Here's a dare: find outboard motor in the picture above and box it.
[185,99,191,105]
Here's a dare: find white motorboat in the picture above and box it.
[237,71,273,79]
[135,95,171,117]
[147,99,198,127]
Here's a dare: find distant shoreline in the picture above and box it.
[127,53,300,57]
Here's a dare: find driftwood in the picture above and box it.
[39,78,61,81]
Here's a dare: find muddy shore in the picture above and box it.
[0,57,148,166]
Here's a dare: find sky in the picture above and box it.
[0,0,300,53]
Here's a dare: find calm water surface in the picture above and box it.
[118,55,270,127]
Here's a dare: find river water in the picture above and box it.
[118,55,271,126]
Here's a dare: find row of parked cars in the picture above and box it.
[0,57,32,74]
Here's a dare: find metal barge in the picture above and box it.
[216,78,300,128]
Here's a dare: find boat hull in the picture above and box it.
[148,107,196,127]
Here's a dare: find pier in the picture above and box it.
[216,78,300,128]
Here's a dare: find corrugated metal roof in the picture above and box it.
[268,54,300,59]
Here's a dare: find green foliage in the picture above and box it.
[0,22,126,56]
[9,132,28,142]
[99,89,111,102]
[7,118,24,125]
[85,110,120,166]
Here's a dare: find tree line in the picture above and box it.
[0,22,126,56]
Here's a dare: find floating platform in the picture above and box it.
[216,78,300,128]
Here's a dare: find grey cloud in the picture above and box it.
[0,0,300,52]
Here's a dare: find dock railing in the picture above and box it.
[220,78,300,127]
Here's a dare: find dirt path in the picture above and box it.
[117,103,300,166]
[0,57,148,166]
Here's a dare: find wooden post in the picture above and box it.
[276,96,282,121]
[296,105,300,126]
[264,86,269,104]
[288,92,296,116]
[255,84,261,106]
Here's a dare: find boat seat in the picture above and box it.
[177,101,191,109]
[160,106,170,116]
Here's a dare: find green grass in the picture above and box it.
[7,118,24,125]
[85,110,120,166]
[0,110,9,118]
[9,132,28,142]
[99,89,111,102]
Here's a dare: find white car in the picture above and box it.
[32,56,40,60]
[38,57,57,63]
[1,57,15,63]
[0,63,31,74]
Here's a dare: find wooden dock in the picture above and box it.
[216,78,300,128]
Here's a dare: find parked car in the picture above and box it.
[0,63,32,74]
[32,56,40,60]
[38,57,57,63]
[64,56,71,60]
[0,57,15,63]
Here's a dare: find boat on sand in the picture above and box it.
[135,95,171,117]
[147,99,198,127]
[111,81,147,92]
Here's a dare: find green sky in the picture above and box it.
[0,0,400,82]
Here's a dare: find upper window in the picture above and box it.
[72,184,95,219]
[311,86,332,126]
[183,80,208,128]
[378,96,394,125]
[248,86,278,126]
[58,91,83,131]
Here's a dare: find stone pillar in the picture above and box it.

**Written request**
Copy every row above verbatim, keeping the original order.

**Problem solution**
Here's a dare: find outboard motor in the picture above and box it.
[185,99,191,105]
Here's a dare: find white motorboat in the picture above and box it.
[237,71,273,79]
[135,95,171,117]
[147,99,198,127]
Here's a dare: find distant shoreline in the picture above and box it.
[127,53,300,57]
Here's a dare: find driftwood in the picture above and box it.
[39,78,61,81]
Here's a dare: find muddy shore in the picture above and box it.
[0,57,148,166]
Here's a dare: find sky in the picture above and box it.
[0,0,300,53]
Here's a dare: find calm water surface in the picture above and box it.
[118,55,270,127]
Here's a dare: find river water in the picture above and box it.
[118,55,271,126]
Here's a dare: find row of parked cars in the picture above and box it.
[0,57,32,74]
Here's a dare: find metal barge in the picture above and box it.
[216,78,300,128]
Here's a dare: find boat hull in the picture above and box it.
[148,107,196,127]
Here's a dare: find pier in the picture above and box it.
[216,78,300,128]
Here's a dare: find corrugated metal roof in the picture above and box it.
[268,54,300,59]
Here's a dare: find green foliage in the picture above and box it.
[0,22,126,56]
[9,132,28,142]
[99,89,111,102]
[7,118,24,125]
[85,110,120,166]
Here's a dare: find tree line in the picture above and box it.
[0,22,126,56]
Here's a dare: find floating platform in the picture above and box it.
[216,78,300,128]
Here's a dare: find grey cloud in the picture above and box it.
[0,0,300,52]
Here's a dare: find dock railing in the picture above and box it.
[220,78,300,127]
Here's a dare: find dirt path in the picture above and box it.
[117,103,300,166]
[0,57,148,166]
Here's a dare: find wooden post in the picture above and box it.
[276,96,282,121]
[296,105,300,126]
[264,86,269,104]
[288,92,296,116]
[255,84,261,106]
Here's a dare: find boat seat in the picture above and box it.
[177,101,191,109]
[160,106,170,116]
Here's a dare: find green grass in the picture above and box it.
[7,118,24,125]
[85,110,120,166]
[0,110,9,118]
[9,132,28,142]
[99,89,111,102]
Here's a dare: find white car in the picture above and box it.
[32,56,40,60]
[38,57,57,63]
[1,57,15,63]
[0,63,31,74]
Here's a dare: find wooden dock in the picture above and box it.
[216,78,300,128]
Here's a dare: find parked car in the picture above and box it.
[0,63,32,74]
[32,56,40,60]
[38,57,57,63]
[64,56,71,60]
[0,57,15,63]
Here's a dare: find boat on sand in the picture above and box it.
[135,95,171,117]
[147,99,198,127]
[111,81,147,92]
Here's a dare: find green sky in the picture above and box it.
[0,0,400,82]
Here's a dare: find upper window in the picture above and box it.
[72,184,95,219]
[311,86,332,126]
[183,80,208,128]
[378,96,394,125]
[248,86,278,126]
[58,91,83,131]
Here's a dare: find stone pillar in the picture above and box it.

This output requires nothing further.